● **What you should do**:
Restate word for word every line from the one containing "In this exercise you will mark the wooden viewing" to the last line of the records below.

● **Records provided**:
Content starts
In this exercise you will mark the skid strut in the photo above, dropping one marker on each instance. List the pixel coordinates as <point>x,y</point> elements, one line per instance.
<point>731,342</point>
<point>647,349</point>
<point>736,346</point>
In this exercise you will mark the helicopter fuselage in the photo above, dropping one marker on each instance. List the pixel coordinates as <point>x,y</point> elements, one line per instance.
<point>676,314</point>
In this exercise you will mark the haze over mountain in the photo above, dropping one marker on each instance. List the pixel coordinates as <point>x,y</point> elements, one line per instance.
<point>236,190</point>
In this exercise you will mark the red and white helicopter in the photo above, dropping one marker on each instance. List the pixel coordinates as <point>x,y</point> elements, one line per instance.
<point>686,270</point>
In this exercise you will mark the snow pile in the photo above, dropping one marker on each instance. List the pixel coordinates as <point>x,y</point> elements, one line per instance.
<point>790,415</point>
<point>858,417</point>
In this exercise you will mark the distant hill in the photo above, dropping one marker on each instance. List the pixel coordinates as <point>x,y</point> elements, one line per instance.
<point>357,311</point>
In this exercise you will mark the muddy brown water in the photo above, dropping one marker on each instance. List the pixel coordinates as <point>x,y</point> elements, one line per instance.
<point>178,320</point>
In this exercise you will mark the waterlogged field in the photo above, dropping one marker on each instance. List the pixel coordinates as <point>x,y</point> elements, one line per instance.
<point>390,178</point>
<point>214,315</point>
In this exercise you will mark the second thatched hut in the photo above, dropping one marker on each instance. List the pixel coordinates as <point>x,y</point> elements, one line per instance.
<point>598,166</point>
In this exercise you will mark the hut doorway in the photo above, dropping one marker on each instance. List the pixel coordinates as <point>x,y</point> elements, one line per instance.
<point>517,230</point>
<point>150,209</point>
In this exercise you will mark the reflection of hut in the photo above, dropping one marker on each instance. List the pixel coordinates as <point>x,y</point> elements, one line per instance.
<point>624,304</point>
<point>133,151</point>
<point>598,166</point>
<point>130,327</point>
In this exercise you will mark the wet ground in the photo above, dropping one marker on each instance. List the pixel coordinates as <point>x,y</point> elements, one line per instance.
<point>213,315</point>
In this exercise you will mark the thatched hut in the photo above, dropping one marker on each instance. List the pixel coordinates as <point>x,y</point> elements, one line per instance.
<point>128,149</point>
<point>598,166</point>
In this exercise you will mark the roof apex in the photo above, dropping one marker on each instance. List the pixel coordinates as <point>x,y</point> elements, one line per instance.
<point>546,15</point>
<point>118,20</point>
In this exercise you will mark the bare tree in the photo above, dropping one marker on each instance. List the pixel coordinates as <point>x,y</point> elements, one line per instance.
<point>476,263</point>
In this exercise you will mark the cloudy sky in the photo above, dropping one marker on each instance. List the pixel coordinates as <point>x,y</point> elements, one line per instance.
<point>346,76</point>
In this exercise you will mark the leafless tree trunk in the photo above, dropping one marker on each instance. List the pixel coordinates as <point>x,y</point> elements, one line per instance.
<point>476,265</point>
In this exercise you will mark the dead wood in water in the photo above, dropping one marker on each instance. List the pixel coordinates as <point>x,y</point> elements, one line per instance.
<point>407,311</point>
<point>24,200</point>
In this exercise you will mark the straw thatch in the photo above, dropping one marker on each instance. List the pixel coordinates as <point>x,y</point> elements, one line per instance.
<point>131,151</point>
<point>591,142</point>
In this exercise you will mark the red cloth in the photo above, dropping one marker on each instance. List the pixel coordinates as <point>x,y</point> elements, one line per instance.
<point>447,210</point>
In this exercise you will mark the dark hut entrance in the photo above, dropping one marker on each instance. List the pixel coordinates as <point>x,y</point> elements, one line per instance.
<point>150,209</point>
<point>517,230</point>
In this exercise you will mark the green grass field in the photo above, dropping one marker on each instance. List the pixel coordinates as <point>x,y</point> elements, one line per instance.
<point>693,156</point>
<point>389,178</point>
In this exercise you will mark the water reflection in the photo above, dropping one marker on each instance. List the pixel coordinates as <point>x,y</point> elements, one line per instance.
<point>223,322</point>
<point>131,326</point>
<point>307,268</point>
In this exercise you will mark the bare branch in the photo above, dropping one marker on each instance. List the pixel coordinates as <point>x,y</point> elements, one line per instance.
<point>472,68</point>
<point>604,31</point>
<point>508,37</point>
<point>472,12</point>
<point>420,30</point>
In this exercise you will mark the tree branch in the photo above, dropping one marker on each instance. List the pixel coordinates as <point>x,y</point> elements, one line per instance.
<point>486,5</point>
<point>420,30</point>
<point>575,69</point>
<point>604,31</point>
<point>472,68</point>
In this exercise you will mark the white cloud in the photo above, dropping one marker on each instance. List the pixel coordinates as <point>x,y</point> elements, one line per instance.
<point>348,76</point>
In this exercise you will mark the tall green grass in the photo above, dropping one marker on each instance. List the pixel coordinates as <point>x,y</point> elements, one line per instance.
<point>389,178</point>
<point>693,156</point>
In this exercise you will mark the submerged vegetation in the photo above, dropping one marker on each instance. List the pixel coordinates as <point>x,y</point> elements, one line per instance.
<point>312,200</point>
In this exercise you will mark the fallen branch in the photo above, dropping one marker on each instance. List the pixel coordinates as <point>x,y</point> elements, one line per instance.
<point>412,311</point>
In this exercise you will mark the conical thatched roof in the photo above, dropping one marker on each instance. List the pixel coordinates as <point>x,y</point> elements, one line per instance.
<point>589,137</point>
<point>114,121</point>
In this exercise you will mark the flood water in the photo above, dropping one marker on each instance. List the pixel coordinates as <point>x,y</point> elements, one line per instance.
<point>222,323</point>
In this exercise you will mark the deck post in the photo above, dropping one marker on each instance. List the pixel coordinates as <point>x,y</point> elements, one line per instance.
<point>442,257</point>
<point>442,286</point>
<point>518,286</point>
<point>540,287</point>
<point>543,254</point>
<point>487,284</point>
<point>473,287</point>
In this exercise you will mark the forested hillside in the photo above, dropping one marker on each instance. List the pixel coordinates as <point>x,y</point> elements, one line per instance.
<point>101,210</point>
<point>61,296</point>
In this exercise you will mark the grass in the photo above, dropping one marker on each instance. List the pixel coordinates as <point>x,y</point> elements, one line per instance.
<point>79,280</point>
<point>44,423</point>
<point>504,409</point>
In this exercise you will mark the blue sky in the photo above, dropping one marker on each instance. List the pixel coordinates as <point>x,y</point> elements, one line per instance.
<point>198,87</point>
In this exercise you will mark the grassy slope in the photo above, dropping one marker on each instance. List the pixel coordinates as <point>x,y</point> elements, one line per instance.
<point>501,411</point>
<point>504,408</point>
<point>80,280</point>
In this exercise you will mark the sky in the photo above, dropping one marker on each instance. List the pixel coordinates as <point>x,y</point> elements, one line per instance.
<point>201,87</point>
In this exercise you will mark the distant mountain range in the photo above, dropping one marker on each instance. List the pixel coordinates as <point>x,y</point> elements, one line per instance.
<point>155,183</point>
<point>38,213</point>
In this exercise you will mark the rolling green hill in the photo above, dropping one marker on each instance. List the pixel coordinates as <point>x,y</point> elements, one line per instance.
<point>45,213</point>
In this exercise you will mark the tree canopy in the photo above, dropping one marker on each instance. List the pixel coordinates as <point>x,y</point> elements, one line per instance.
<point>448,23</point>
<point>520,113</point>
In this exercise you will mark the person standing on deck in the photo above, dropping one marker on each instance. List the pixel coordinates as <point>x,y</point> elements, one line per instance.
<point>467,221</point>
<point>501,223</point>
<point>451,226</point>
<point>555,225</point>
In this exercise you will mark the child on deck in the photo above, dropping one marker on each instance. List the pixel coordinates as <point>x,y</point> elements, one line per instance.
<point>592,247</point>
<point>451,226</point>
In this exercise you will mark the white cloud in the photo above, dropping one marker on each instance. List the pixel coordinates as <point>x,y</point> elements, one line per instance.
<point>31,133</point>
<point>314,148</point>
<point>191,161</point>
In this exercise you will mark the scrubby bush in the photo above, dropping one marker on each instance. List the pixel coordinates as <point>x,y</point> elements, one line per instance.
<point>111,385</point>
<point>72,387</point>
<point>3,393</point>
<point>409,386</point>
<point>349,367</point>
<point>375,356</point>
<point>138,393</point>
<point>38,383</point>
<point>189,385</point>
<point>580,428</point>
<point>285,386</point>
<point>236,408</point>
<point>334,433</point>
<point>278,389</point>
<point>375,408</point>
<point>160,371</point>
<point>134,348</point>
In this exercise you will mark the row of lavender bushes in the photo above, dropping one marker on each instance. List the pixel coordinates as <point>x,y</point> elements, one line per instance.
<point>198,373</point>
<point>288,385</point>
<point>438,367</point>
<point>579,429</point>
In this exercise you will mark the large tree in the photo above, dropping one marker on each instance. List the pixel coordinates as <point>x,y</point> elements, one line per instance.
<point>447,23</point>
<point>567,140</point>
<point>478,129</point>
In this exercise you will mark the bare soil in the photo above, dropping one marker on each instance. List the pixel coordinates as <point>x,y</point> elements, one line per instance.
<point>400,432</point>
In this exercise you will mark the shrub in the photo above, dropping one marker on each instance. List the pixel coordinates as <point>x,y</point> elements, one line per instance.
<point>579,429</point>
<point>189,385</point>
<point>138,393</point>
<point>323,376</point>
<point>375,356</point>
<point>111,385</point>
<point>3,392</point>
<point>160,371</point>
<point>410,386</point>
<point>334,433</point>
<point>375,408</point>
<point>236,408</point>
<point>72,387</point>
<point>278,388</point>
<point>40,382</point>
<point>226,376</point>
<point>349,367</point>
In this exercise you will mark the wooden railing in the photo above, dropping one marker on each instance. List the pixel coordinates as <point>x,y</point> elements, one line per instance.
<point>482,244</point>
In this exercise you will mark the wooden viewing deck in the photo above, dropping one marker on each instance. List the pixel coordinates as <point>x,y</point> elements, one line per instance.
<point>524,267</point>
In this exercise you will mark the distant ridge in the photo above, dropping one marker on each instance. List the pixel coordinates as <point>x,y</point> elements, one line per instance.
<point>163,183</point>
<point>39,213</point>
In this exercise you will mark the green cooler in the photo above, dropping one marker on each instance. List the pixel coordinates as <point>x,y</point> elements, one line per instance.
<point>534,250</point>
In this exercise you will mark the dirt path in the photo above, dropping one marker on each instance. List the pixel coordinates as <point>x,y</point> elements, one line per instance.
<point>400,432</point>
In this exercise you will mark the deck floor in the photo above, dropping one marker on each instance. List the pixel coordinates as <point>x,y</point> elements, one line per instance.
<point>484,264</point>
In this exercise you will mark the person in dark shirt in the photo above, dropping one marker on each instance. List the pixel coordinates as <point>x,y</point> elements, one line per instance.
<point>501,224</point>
Content ends
● **Response area**:
In this exercise you will mark the wooden viewing deck in the photo above, dropping one marker on each instance. List the pixel coordinates as <point>x,y</point> elements, one line per instance.
<point>524,267</point>
In this exercise you will mark the distant ridge in the photo above, dropping one marker on each instance. List the pixel coordinates as <point>x,y</point> elements, one line per instance.
<point>163,183</point>
<point>39,213</point>
In this exercise you will mark the green cooler in the photo above, dropping one marker on each instance. List the pixel coordinates as <point>x,y</point> elements, one line per instance.
<point>534,250</point>
In this exercise you will mark the dirt path in the photo above, dropping one marker on each instance. List the pixel coordinates as <point>x,y</point> elements, one line per instance.
<point>400,432</point>
In this exercise you will mark the deck floor in the photo above, dropping one marker on each instance. List the pixel coordinates as <point>x,y</point> elements, one line per instance.
<point>484,264</point>
In this exercise you will mark the person in dark shirt in the photo above, dropping one marker on each instance. List the pixel coordinates as <point>x,y</point> elements, one line per instance.
<point>501,224</point>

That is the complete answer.